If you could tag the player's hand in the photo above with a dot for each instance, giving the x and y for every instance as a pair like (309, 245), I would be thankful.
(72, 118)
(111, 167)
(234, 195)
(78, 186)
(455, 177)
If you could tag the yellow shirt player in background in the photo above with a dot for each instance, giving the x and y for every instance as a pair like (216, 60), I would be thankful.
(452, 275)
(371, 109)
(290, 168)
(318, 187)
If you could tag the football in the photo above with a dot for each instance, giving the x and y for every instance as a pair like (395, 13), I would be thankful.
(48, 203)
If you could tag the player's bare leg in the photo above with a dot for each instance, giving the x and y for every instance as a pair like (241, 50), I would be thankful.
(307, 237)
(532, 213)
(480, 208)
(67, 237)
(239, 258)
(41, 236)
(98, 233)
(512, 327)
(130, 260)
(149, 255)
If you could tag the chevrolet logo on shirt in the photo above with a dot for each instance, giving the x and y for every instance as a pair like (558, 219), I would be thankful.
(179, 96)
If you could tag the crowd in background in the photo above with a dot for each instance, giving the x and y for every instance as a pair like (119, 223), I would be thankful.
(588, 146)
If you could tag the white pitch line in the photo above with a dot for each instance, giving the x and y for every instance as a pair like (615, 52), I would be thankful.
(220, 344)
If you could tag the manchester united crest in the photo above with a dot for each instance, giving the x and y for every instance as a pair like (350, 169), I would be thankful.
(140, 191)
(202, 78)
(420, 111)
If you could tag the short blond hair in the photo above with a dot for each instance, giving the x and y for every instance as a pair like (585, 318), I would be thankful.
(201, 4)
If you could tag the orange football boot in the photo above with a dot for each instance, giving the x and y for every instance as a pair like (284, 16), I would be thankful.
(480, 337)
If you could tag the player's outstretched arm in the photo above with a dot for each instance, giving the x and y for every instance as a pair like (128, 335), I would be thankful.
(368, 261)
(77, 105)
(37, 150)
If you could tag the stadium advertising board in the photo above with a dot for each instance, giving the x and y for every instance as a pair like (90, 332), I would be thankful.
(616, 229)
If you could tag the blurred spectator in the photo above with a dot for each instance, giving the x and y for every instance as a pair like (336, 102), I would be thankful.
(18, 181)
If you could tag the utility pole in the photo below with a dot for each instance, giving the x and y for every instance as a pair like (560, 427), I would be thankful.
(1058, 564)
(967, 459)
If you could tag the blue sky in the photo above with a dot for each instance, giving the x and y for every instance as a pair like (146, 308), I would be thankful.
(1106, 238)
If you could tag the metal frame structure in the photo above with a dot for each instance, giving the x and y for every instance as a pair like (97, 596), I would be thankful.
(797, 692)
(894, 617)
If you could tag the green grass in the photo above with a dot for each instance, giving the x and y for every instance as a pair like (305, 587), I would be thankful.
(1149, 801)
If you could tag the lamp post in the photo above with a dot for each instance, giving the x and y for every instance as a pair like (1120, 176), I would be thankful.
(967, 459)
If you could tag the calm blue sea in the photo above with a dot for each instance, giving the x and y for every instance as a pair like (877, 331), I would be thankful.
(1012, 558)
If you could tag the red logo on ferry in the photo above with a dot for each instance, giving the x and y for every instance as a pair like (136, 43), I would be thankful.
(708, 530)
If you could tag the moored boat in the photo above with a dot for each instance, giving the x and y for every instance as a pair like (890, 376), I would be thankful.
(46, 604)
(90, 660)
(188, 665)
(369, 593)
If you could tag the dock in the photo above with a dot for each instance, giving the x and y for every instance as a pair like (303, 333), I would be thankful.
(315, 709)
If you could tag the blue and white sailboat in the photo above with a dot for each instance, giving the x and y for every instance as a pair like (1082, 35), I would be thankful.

What the task asks: Your task is to print all of the records exactly.

Exercise answer:
If you could tag the player's hand in the photo above with a dot for each instance, giving the x and y for every instance as a pair like (309, 245), I would be thankful.
(72, 118)
(111, 167)
(234, 195)
(78, 186)
(455, 177)
If you could tag the yellow shirt player in background in the photo above with a dot for each instance, giving the x and y for every instance as a pair like (216, 60), I would be thankful.
(452, 275)
(371, 109)
(290, 168)
(318, 187)
If you could tag the football in the photo above with a dot for each instance, giving the x and y for every instance as a pair like (395, 13), I would be thankful.
(48, 203)
If you could tag the player's bare leg in the photo above with a dot for each instance, giving the x and y for every instance as a pair like (241, 50), I would be thankful.
(307, 237)
(532, 213)
(480, 208)
(67, 237)
(239, 258)
(41, 236)
(98, 233)
(512, 327)
(130, 260)
(149, 255)
If you could tag the chevrolet logo on shirt in the photo above with a dot for each instance, giving the x and y for every instance as a pair like (558, 219), I would be thankful.
(179, 96)
If you could tag the crowd in background in the photo above with a dot for each instance, giving the x and y for every instance as a pair like (119, 223), I would be thankful.
(588, 146)
If you could tag the white pitch line in the photo above with a dot for each instance, giving the x and y for every instance as a pair like (615, 52), I would be thankful.
(220, 344)
If you could tag the manchester united crest in the photo above with a dot for each instance, giving the x and y for every instance as a pair like (350, 169), I would be thankful.
(140, 191)
(202, 78)
(420, 111)
If you could tag the short blond hair in the photo above with a dot for each instance, giving the x and y for every instance as a pair like (585, 318), I would be thankful.
(201, 4)
If you could tag the orange football boot in the photo above with a dot for each instance, giving the x and y for every instance as a pair like (284, 16), I would be thankful.
(480, 337)
If you could tag the player's outstretched arm in the photo above with a dot for each instance, giving the x and y for every instance as a pair like (128, 335), I would be thankful.
(368, 261)
(77, 105)
(37, 150)
If you could tag the stadium advertising board in the photo above with a dot for each instance, giving the x and y for every instance as a pair like (90, 332), I would be thankful.
(616, 229)
If you could tag the blurred spectator in the photo above with a dot for each instance, giving the x and y for every instance as a pair like (336, 102), I would be thankful.
(18, 181)
If you could tag the utility pole in the photo below with a dot for each instance, giving the x and y for every instance as a pair like (560, 427), I would be thankful.
(1058, 564)
(967, 459)
If you could tag the blue sky in the photo above with a dot for each instance, giving the x and y for every instance as a pair like (146, 308), I would be thankful.
(1106, 238)
If you could tag the metal frame structure in the photo above with a dot for each instance, giving the x and y for every instance as a pair like (97, 596), I would be thankful.
(797, 692)
(894, 617)
If you could tag the green grass in the photo above with a dot for each instance, giving the x and y for every instance as a pair like (305, 587), I would be thankful.
(1149, 801)
If you could tag the lamp post in the photo above with a dot for each instance, giving the x and y for every instance as a pair like (1120, 176), I would be thankful.
(967, 459)
If you could tag the calm blue sea in the photo above with a dot for each instance, giving the x and y for every instance as a pair like (877, 331), I would be thankful.
(1012, 558)
If you could tag the red logo on ferry in the photo above with a dot for each instance, giving the x and y for every instance as a pair like (136, 43), I would be thankful.
(708, 530)
If you could tag the moored boat in the photo above with a dot for each instance, giving the x and y for every instance as a pair like (890, 376), I would be thankful.
(46, 604)
(90, 660)
(188, 665)
(369, 593)
If you could tag the dock in the photo above with a dot for each instance, giving the x and y for every instance as a pair like (303, 333), I would be thankful.
(315, 709)
If you could tag the blue and white sailboat in the photo above with a dot for each instance, giving the x and y for every instance as a pair like (1082, 35), I would be thankful.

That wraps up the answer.